-- INSTRUCTIONS FOR THE TASK --
Return, exactly, the line that contains "For the benchmark, annotate every instance of the black" together with all lines after it to the end of the entries, and no further lines.

-- Collected data --

════════════════

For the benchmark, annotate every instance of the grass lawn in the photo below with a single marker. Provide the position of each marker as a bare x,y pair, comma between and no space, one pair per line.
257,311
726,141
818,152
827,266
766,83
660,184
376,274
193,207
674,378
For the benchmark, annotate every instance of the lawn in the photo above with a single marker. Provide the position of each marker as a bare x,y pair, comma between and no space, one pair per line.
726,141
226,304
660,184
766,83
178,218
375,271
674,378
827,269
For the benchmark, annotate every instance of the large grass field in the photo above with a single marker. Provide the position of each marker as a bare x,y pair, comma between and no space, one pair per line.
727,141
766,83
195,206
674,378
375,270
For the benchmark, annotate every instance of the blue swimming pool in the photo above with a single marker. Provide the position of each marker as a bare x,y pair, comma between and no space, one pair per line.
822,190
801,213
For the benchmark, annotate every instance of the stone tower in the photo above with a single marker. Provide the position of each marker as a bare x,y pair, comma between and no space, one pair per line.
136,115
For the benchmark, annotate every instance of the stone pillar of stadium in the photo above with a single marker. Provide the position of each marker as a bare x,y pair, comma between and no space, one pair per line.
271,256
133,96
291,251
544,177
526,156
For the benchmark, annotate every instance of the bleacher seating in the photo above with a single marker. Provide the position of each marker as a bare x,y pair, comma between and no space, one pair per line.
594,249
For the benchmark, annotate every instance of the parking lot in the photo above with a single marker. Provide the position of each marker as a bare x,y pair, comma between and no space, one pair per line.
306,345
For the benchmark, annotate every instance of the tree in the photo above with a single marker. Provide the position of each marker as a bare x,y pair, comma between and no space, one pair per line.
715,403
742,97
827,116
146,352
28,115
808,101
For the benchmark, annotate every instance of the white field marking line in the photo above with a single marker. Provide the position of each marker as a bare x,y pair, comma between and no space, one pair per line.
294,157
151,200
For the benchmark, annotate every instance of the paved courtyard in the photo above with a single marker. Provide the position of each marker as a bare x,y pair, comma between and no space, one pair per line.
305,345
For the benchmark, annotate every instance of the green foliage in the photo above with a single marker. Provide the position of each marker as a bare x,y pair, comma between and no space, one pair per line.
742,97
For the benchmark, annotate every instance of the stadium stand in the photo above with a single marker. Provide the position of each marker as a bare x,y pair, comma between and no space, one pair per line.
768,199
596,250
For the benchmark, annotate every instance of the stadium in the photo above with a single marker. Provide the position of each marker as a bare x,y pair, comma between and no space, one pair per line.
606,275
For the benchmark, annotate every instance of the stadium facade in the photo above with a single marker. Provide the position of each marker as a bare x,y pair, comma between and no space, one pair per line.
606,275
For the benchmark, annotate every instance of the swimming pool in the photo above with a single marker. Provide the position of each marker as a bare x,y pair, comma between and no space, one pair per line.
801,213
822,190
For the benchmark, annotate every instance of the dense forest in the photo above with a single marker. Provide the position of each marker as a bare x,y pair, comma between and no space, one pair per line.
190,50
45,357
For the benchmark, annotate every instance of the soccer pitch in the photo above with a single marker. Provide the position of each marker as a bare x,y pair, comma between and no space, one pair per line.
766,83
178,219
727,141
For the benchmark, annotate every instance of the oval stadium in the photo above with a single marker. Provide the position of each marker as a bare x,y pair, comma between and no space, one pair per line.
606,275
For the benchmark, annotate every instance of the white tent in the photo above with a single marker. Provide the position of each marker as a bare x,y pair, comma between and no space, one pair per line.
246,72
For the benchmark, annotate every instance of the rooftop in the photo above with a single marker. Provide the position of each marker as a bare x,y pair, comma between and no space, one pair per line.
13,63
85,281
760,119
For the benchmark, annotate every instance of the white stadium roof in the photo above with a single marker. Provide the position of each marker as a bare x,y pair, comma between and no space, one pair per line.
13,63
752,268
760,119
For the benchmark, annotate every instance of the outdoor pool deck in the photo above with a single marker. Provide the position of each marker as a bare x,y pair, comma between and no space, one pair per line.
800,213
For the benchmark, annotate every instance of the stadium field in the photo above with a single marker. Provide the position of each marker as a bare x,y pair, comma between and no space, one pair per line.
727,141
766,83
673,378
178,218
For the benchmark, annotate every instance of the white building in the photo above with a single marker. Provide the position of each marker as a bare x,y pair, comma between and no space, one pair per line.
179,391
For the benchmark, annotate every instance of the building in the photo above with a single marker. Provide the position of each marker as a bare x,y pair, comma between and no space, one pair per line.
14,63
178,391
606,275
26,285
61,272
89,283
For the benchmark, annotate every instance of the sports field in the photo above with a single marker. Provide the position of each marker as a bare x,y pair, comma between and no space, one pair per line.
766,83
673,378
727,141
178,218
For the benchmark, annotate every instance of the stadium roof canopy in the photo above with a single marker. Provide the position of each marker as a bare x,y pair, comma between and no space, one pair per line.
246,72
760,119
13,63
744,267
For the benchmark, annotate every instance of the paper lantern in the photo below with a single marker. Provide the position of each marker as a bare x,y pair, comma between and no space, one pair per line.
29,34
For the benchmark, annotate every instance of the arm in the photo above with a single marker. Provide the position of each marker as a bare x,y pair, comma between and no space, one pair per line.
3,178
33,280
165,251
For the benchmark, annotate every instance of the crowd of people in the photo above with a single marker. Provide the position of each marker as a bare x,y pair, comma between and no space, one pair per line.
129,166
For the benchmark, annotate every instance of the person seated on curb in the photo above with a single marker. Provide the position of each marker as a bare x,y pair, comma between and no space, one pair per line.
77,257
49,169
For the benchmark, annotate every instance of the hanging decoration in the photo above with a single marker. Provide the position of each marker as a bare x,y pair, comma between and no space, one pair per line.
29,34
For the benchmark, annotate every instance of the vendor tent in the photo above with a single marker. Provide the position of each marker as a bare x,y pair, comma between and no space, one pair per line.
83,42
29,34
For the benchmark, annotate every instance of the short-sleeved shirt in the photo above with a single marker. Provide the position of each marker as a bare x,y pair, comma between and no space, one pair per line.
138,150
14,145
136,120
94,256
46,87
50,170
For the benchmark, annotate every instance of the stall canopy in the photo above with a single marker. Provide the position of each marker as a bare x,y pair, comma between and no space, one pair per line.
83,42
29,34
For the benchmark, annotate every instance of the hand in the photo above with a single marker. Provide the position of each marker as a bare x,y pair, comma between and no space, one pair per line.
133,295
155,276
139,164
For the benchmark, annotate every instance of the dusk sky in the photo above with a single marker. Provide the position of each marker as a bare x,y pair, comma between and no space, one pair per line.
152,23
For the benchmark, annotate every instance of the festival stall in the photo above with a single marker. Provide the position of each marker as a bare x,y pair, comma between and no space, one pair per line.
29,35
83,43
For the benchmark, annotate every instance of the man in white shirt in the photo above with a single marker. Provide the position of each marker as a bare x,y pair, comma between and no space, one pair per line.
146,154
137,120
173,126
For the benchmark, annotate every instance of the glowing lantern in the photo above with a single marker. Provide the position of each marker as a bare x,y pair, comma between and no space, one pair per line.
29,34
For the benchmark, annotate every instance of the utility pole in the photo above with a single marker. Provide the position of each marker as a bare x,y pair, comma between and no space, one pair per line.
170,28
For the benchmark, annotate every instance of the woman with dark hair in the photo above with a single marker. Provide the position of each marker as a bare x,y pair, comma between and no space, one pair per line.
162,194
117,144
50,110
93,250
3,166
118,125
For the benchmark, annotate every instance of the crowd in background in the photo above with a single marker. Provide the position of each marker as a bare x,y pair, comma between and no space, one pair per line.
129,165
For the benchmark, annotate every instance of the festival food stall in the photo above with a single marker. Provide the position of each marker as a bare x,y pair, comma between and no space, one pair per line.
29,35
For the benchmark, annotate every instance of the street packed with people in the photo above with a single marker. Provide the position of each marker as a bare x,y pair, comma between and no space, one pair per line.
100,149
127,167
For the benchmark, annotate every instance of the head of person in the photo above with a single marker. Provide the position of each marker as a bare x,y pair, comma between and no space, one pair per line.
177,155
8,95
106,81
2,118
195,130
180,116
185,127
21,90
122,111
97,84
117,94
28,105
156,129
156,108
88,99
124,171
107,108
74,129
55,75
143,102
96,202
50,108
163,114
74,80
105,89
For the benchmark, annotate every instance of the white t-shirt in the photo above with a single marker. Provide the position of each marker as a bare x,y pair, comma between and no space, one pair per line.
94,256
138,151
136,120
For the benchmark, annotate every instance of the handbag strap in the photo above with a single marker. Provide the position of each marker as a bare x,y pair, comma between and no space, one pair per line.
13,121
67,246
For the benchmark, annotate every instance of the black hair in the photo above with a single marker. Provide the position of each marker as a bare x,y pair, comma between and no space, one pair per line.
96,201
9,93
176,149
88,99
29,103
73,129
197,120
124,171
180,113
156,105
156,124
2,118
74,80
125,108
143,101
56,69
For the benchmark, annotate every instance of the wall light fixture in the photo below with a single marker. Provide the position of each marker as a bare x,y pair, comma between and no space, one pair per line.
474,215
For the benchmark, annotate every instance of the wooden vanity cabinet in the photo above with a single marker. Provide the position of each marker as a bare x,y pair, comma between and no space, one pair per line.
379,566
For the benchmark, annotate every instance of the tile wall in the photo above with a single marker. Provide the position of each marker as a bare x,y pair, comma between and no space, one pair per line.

════════════════

-- SOLUTION TO THE PROBLEM --
For the benchmark, annotate every instance of the black hair in the photo above with a single marker. Provide the position of each marker as a bare x,y pair, comma between and no space, one pair per line.
96,201
9,93
176,149
88,99
29,103
73,129
197,120
124,171
180,113
156,105
156,124
2,118
74,80
125,108
143,101
56,69
For the benchmark, annotate every instance of the wall light fixture in the photo below with a single marker. Provide the position of each marker as a bare x,y pair, comma between and no space, one pair per line.
474,215
For the benchmark, annotate every instance of the wooden vanity cabinet in the photo above with a single marker. Provide the position of each marker as a bare x,y pair, comma between and no space, one pair per line.
379,566
For the benchmark, annotate every instance of the tile wall in the photo above with a single marker. Provide the position of each marker as a bare x,y pair, comma between and no space, one pair per line.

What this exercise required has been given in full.